» **PROBLÈME À RÉSOUDRE**
Recopiez à l'identique le matériel ci-dessous à partir de la ligne qui contient « For every instance of the wire » jusqu'à la fin, ces deux bornes comprises, sans rien y ajouter.

---------- MATÉRIEL FOURNI ----------

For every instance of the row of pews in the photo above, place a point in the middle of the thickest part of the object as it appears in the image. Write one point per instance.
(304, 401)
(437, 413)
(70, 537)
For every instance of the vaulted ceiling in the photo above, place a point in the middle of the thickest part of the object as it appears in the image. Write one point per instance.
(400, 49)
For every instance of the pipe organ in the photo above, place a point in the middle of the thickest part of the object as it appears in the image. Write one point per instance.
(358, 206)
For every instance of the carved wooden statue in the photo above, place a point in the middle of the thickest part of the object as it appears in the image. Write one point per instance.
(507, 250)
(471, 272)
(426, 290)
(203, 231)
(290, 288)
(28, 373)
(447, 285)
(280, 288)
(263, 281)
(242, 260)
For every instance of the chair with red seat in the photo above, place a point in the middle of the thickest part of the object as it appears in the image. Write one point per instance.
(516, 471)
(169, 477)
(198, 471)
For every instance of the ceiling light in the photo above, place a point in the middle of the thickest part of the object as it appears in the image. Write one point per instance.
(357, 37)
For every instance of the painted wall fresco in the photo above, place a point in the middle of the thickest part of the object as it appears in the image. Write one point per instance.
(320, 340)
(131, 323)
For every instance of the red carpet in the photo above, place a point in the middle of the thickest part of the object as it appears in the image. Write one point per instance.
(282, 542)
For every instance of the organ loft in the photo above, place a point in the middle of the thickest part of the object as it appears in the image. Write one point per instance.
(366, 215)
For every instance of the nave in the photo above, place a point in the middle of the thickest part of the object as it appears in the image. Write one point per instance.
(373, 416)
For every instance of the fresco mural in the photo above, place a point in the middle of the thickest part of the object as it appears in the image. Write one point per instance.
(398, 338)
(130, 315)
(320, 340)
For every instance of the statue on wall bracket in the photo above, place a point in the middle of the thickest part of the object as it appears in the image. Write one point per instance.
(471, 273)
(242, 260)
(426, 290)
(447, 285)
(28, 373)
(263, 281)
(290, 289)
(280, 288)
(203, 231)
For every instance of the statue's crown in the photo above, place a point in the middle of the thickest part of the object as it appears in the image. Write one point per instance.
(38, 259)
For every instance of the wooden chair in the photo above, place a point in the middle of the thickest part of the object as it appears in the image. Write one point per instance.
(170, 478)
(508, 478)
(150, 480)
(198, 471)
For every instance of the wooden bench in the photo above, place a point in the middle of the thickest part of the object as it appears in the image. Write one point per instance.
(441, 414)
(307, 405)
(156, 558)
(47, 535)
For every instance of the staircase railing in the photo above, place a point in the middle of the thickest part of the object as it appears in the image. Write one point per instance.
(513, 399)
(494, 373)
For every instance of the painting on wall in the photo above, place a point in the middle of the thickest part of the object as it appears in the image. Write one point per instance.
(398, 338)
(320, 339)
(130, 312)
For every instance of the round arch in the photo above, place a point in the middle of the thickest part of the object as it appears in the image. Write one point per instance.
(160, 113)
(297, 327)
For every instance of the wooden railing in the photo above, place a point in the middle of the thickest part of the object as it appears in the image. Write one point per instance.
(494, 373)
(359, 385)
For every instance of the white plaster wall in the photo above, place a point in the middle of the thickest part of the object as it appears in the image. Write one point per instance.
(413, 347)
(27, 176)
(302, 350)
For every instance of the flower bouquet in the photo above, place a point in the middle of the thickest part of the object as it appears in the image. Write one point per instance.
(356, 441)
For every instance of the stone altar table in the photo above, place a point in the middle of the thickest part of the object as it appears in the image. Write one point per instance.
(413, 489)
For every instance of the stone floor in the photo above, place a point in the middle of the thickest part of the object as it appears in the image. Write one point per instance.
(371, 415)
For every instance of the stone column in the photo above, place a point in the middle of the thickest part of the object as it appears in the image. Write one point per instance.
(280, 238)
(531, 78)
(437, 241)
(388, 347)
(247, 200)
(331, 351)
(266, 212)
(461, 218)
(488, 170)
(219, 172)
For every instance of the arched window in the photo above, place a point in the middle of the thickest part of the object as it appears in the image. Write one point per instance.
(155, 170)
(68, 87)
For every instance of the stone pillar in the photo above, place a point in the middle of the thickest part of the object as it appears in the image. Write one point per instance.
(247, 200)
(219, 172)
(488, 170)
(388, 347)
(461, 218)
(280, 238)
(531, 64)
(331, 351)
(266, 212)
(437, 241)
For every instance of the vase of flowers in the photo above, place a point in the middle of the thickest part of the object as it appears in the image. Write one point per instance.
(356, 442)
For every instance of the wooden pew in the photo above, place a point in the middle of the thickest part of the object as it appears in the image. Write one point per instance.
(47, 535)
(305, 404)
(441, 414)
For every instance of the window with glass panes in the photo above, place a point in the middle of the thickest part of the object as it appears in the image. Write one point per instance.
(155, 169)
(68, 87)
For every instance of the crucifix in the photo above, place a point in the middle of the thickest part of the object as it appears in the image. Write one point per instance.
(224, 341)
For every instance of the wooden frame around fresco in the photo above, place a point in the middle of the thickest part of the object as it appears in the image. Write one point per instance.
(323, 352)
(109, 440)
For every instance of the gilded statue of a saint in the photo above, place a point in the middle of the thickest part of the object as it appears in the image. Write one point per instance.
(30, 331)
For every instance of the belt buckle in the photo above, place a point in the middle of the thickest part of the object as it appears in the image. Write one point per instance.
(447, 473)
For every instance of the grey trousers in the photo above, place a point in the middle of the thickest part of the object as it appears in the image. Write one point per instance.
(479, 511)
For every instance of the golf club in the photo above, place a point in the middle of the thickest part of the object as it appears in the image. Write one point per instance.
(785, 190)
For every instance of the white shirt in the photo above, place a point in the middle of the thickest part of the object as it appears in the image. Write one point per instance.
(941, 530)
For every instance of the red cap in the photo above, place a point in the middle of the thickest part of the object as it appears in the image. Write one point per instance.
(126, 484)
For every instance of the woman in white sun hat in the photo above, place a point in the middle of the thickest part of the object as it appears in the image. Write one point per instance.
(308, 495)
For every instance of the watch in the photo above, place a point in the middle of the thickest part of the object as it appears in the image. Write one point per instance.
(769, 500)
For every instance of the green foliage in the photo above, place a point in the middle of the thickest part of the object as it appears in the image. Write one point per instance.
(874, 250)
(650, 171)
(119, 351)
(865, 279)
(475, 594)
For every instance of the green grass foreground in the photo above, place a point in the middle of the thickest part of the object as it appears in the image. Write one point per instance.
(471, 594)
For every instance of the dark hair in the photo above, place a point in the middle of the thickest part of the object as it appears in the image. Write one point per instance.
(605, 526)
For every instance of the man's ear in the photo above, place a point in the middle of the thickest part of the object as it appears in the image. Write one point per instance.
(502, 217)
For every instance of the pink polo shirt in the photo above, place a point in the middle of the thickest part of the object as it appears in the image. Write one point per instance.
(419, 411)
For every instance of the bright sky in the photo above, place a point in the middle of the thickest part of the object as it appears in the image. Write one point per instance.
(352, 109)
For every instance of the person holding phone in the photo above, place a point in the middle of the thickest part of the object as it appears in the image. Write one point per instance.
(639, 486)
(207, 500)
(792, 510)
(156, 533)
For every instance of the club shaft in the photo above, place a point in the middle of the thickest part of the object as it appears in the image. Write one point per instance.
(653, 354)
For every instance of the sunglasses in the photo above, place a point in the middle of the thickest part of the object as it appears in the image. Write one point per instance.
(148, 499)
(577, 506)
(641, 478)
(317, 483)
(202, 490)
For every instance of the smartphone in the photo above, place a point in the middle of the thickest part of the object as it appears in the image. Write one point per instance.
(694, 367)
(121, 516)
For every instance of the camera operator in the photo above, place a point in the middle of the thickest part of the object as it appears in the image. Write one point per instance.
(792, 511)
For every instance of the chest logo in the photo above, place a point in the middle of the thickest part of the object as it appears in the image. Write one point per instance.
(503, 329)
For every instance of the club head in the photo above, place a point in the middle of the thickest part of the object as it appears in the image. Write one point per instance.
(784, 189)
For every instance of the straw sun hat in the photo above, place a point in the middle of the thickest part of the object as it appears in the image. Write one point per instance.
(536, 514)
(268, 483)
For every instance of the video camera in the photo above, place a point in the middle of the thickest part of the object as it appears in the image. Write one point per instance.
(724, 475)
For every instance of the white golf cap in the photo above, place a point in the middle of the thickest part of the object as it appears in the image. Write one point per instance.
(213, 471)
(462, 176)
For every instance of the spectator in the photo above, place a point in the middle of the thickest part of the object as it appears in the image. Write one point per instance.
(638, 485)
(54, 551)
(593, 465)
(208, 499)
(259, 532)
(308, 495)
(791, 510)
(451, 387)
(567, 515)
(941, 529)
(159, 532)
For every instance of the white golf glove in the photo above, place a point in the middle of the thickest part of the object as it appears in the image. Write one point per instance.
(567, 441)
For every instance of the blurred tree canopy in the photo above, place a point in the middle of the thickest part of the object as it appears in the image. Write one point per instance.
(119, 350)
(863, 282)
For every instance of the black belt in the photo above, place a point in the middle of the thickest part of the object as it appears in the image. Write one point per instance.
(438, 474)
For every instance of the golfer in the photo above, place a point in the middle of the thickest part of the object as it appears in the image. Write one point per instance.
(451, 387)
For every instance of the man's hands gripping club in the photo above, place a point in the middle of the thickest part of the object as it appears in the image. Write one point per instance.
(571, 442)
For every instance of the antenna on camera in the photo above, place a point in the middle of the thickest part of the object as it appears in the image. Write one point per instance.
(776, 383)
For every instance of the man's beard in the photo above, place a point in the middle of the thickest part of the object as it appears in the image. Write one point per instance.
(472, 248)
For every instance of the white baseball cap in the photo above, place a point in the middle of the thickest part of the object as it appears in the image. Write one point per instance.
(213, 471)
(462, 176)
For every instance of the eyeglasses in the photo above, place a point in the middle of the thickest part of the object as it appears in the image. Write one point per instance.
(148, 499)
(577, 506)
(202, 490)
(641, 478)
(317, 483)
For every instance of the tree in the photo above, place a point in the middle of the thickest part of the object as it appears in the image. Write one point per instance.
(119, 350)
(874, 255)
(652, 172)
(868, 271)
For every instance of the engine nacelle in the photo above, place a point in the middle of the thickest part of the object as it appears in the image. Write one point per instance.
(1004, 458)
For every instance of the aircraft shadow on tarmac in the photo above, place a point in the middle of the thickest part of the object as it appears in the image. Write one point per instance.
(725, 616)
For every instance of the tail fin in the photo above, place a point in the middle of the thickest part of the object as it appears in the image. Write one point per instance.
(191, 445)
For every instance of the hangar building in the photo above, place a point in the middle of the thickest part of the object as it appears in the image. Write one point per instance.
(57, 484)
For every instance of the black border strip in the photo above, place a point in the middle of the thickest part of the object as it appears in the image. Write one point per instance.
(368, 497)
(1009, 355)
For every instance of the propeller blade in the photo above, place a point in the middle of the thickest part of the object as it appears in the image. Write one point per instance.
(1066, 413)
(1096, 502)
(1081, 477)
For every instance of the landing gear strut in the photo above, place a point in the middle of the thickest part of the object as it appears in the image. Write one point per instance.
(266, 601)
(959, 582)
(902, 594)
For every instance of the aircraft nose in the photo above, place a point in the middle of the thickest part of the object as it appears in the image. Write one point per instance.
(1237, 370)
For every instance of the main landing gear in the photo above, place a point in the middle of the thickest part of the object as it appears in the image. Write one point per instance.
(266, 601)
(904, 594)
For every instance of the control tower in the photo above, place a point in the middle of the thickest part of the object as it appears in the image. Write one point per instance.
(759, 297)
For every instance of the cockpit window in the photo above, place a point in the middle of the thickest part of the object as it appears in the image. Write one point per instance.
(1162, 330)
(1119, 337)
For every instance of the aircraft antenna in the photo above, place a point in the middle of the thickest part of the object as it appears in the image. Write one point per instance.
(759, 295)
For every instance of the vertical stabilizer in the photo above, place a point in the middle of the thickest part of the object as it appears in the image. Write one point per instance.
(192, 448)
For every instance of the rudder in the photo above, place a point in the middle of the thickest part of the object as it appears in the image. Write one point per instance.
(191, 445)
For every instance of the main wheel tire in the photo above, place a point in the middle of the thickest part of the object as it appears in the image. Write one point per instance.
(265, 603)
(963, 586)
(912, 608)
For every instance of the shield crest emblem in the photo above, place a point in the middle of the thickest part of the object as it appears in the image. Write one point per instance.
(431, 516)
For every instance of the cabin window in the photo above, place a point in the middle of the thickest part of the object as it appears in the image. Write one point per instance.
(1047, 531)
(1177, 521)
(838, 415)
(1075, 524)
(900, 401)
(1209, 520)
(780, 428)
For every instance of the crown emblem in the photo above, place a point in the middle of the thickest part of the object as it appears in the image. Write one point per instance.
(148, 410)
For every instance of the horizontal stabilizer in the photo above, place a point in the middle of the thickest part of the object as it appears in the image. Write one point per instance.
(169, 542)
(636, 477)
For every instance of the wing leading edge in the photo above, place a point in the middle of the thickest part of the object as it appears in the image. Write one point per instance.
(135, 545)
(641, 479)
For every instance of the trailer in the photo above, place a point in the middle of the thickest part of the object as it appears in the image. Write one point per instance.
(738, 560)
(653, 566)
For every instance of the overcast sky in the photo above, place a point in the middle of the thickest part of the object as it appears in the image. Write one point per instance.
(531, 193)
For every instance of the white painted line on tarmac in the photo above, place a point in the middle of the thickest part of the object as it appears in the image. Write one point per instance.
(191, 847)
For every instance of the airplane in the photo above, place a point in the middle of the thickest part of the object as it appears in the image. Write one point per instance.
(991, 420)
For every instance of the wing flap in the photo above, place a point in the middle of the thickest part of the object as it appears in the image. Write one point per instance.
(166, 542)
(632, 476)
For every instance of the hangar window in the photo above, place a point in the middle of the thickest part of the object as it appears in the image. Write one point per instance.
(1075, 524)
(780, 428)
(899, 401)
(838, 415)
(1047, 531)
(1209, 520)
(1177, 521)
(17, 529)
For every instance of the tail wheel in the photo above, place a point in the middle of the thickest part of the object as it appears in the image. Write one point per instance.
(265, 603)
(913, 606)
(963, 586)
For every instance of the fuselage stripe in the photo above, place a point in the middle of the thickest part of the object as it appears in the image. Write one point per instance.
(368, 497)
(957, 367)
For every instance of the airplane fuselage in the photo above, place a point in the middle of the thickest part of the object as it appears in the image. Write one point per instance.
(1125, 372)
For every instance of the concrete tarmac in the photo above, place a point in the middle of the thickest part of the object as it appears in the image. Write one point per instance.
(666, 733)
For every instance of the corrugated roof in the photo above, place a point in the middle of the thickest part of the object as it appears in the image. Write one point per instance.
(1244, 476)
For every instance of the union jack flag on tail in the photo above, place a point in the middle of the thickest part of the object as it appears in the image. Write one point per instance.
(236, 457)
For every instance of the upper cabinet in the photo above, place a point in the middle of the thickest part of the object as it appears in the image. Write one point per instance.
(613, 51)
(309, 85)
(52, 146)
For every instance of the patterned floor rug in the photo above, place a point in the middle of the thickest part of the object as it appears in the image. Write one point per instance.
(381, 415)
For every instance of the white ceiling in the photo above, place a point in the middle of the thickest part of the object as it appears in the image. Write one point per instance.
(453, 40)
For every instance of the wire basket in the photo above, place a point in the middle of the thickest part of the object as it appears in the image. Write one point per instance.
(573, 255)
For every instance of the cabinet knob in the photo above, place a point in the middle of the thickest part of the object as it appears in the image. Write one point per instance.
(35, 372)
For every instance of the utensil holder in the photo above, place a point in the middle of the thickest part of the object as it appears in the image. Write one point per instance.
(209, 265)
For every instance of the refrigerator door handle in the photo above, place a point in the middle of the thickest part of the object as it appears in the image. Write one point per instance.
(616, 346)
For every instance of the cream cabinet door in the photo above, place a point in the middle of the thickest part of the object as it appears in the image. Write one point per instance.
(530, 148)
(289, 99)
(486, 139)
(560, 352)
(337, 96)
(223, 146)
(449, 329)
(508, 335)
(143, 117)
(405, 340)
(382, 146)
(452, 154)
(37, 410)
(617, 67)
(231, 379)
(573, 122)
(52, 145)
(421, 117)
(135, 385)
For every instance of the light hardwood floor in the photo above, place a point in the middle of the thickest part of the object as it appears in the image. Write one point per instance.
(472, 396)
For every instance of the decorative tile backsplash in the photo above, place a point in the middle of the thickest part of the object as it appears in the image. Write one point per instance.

----------

» **RÉPONSE**
For every instance of the wire basket in the photo above, place a point in the middle of the thickest part of the object as it appears in the image. Write one point per instance.
(573, 255)
For every instance of the cabinet knob in the photo above, place a point in the middle of the thickest part of the object as it appears in the image. Write one point per instance.
(35, 372)
For every instance of the utensil holder in the photo above, place a point in the middle of the thickest part of the object as it appears in the image. Write one point per instance.
(209, 265)
For every instance of the refrigerator door handle in the photo above, place a point in the middle of the thickest part of the object as it appears in the image. Write one point per instance.
(616, 346)
For every instance of the cream cabinet door in the photo above, place a point in the middle of the thickest part of the object as it appears in the image. Write one point per instance.
(530, 148)
(289, 99)
(486, 139)
(560, 352)
(337, 96)
(223, 146)
(449, 329)
(508, 335)
(143, 117)
(405, 340)
(382, 146)
(452, 154)
(37, 410)
(617, 67)
(231, 379)
(573, 122)
(52, 145)
(421, 117)
(135, 385)
For every instance of the light hardwood floor in the photo above, place a point in the middle of the thickest part of the object as it appears in the image. Write one point per instance.
(472, 396)
For every instance of the decorative tile backsplash in the photo above, place a point in the middle of the thickest part of the object as it appears in the image. Write one point per instance.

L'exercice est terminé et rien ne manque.